• _Work required_: Retype the records below word for word and omit any image.

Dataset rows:
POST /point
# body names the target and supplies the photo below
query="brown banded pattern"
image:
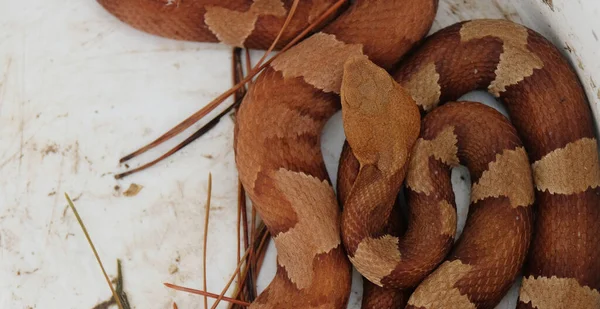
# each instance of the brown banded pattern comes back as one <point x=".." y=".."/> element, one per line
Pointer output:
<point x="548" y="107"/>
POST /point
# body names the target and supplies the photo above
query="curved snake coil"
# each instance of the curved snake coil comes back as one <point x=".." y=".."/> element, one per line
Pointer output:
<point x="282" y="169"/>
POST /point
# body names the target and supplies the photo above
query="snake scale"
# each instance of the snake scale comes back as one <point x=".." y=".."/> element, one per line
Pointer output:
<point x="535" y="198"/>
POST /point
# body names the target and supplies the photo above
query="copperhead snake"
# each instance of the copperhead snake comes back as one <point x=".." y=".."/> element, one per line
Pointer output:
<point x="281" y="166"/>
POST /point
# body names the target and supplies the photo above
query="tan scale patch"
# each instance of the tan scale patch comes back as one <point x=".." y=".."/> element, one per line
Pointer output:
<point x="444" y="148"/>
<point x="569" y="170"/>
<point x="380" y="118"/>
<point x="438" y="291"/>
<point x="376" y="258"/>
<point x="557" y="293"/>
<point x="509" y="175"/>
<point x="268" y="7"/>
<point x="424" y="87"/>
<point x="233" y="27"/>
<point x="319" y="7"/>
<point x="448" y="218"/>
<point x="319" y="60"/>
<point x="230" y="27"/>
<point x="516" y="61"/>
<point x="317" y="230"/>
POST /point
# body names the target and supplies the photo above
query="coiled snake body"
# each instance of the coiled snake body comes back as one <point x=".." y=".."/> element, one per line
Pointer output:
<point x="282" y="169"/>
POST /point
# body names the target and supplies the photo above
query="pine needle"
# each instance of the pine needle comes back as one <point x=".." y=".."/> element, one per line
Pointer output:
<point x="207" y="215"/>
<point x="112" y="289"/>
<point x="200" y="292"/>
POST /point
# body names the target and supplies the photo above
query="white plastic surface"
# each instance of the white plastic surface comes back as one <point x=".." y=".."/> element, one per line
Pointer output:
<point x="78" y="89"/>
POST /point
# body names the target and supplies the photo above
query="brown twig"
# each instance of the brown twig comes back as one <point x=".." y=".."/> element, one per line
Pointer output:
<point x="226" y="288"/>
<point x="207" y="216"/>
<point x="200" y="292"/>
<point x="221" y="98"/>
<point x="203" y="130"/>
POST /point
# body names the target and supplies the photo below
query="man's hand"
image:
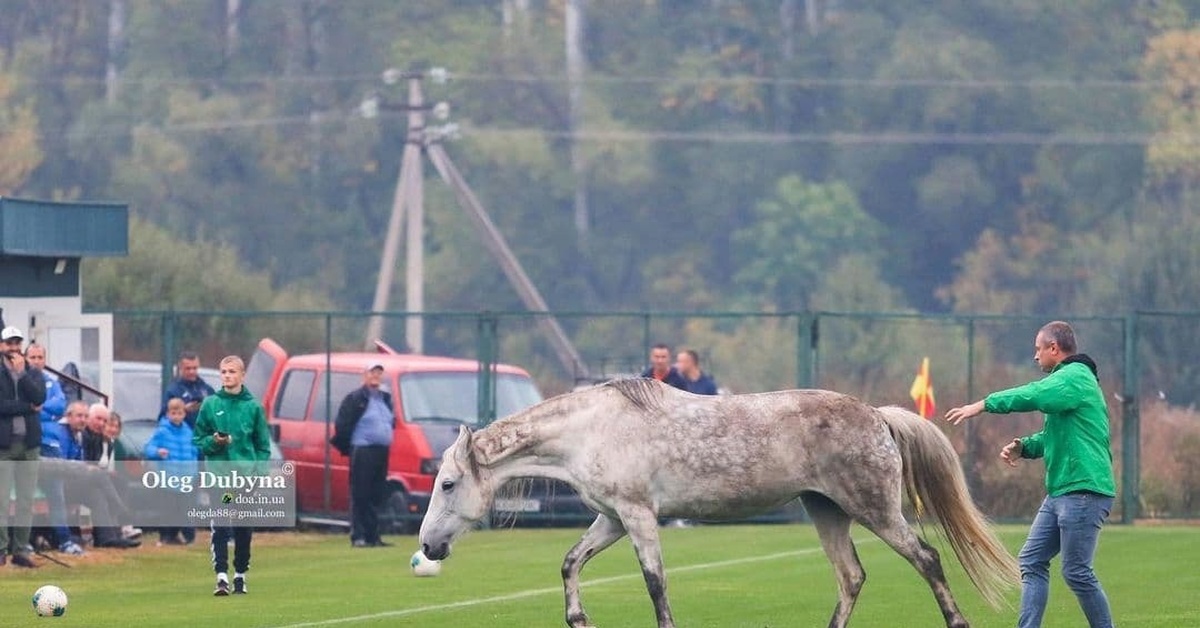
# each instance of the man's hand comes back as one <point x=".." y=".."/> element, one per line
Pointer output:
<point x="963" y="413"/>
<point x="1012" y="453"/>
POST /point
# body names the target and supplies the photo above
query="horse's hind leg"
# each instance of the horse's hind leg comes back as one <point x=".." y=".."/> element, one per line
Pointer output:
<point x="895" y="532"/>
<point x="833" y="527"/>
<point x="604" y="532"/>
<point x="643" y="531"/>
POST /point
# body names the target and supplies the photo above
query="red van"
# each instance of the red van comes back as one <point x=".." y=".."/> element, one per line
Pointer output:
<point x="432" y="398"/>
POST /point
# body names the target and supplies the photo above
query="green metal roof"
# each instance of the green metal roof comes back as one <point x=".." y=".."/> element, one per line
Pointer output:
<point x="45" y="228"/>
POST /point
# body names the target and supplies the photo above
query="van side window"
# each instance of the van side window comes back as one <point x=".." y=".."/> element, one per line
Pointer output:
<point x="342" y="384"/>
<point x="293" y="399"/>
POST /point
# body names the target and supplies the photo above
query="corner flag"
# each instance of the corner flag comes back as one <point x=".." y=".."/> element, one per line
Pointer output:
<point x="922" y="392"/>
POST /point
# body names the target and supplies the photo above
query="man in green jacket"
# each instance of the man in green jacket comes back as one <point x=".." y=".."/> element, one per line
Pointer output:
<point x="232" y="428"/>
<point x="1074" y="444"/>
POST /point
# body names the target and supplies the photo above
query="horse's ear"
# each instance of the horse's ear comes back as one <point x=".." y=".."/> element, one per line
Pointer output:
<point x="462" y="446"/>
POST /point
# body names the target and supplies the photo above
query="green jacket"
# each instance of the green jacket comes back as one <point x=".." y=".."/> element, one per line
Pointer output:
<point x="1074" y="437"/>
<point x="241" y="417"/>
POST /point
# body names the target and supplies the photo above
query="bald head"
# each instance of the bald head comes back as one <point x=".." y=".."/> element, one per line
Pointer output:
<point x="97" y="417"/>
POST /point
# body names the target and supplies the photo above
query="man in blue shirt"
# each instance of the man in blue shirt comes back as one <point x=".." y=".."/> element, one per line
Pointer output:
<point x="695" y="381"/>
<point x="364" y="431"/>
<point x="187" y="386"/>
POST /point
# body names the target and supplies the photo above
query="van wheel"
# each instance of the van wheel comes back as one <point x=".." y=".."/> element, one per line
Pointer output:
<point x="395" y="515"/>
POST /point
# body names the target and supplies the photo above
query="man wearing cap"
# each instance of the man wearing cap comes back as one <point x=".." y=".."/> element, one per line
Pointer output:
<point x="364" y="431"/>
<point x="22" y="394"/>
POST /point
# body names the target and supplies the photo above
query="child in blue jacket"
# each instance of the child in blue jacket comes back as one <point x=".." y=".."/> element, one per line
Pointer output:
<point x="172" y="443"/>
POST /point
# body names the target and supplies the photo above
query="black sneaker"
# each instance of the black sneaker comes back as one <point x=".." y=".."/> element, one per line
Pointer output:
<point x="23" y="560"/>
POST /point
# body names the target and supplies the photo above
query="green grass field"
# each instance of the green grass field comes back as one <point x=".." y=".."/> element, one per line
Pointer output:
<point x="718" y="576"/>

• _Output_:
POST /point
# body names the target and supplies the photo below
query="brown banded pattern"
image:
# each instance of the brown banded pattern comes back as one <point x=".." y=".."/> element, one per line
Pointer output:
<point x="548" y="107"/>
POST /point
# body names the target and supplies the photo above
query="curved snake coil"
# each instance of the curved snake coil comes back as one <point x=".." y=".."/> element, one per line
Pointer output:
<point x="282" y="169"/>
POST /point
# body names the target and supplies the photo above
query="snake scale"
# each instance of the snake scale comes back as one <point x=".." y=".."/> element, one per line
Pointer output:
<point x="535" y="198"/>
POST /point
# body names the target and supplies the photo above
query="copperhead snake"
# each instance of the copperhead snake comes back as one <point x=".." y=".."/> element, one per line
Pointer output:
<point x="281" y="166"/>
POST /point
# body names the target and supplies the photo above
query="tan scale patch"
# each instance of the tan scale patch comes back as one <point x=".." y=".."/> element, one per line
Pointer output:
<point x="444" y="148"/>
<point x="569" y="170"/>
<point x="380" y="118"/>
<point x="438" y="291"/>
<point x="376" y="258"/>
<point x="557" y="293"/>
<point x="509" y="175"/>
<point x="268" y="7"/>
<point x="424" y="87"/>
<point x="233" y="27"/>
<point x="319" y="7"/>
<point x="448" y="218"/>
<point x="319" y="60"/>
<point x="230" y="27"/>
<point x="516" y="61"/>
<point x="317" y="230"/>
POST /point
# body names the target and supplies the photo above
query="coiled snake body"
# each instance of the coiled snake body comes back as one <point x=".." y=".."/> element, one per line
Pointer output:
<point x="282" y="169"/>
POST /point
# body names the target and supplies the photo above
query="pine needle"
# each instance of the pine needle comes back as one <point x=".." y=".."/> element, one per line
Pointer output:
<point x="207" y="215"/>
<point x="112" y="289"/>
<point x="200" y="292"/>
POST /point
# body names the target and supplies the photo above
query="white plastic surface"
# each instance of the white plastic surface comes back as one <point x=".." y=".."/> element, one per line
Pointer output:
<point x="78" y="89"/>
POST /point
# body names the target and supplies the photo above
query="brown twig"
# each instance of the brown twig comes back as one <point x=".." y=".."/> element, one per line
Pointer output:
<point x="226" y="288"/>
<point x="207" y="216"/>
<point x="200" y="292"/>
<point x="221" y="98"/>
<point x="203" y="130"/>
POST /point
# body names the target and supplies the photo below
query="man's hand"
image:
# each instance of the man's hand comes back as one <point x=".." y=".."/> element, one per line
Pointer output:
<point x="963" y="413"/>
<point x="1012" y="453"/>
POST /point
# body names the target and supplies the photo above
query="horse's hind leg"
# each instance of the horse's hind leg comes back as one <point x=".." y=".."/> element, one per line
Pointer output:
<point x="895" y="532"/>
<point x="833" y="527"/>
<point x="604" y="532"/>
<point x="643" y="531"/>
POST /point
# body names the target and supplies the photo above
query="red van"
# each instance of the red van comes back as one <point x=".." y=".."/> element, one per line
Pointer output:
<point x="432" y="398"/>
POST /point
# body names the target and supplies the photo above
query="green metal roof"
# each instance of the green metal roof comes back as one <point x=".." y=".."/> element, one per line
Pointer output:
<point x="45" y="228"/>
POST /point
# body names the target and supplies the photo above
query="van side window"
# each instance of the van side window comes back as one <point x=".." y=".."/> element, one per line
Pointer output:
<point x="342" y="384"/>
<point x="293" y="399"/>
POST /point
# body names the target and supplies the photo above
query="corner flag"
# each instance of the corner flag comes back as one <point x=".." y=".."/> element, one per line
Pointer output:
<point x="922" y="392"/>
POST /point
# body names the target and supplies the photo above
query="man in green jacket"
# each instance of the man in green jacket comes back as one <point x=".." y=".."/> element, one per line
Pointer output:
<point x="232" y="428"/>
<point x="1074" y="444"/>
POST /point
# body names the target and supplies the photo above
query="horse's ear"
# each instance of the horse's ear comes back as one <point x=".." y=".."/> element, one per line
Pointer output:
<point x="462" y="446"/>
POST /point
# body names the target and supplies the photo above
query="green jacket"
# each instance of the green jacket comes back as one <point x=".." y=".."/> element, one per line
Pointer output:
<point x="1074" y="437"/>
<point x="241" y="417"/>
POST /point
# body names the target and supplies the photo above
query="bald head"
# each instance of the bald head comes back as one <point x=".." y=".."/> element, one per line
Pointer output:
<point x="97" y="417"/>
POST /point
# body names the target and supplies the photo above
query="man in blue shirt"
# each instance of the man in blue shirt comes back as one <point x=".." y=".."/> element, one per line
Pointer output:
<point x="695" y="381"/>
<point x="364" y="431"/>
<point x="187" y="386"/>
POST /point
# body names the target and supplies the photo above
query="van wheel"
# each instance of the van wheel comes back as one <point x=".." y=".."/> element, one per line
Pointer output:
<point x="395" y="515"/>
POST /point
# body names the target and supplies the photo above
query="man wearing cap"
# each instance of the man wearing cap comes back as one <point x=".." y=".."/> element, one per line
Pointer output:
<point x="364" y="431"/>
<point x="22" y="394"/>
POST /point
# body names the target and supplies the photo above
query="child in blue jacket"
# each instance of the child in blue jacket comes back as one <point x=".." y=".."/> element, one per line
Pointer output:
<point x="172" y="443"/>
POST /point
# body names the target and supplies the photo above
query="black sneaker"
# each instance of the black sneaker comes back as one <point x=".." y=".."/> element, one per line
Pointer output:
<point x="23" y="560"/>
POST /point
# body names the target and supplies the photo above
query="green grass field"
# each instance of the green grass field comes back as one <point x=".." y=".."/> element, one per line
Pointer output:
<point x="718" y="576"/>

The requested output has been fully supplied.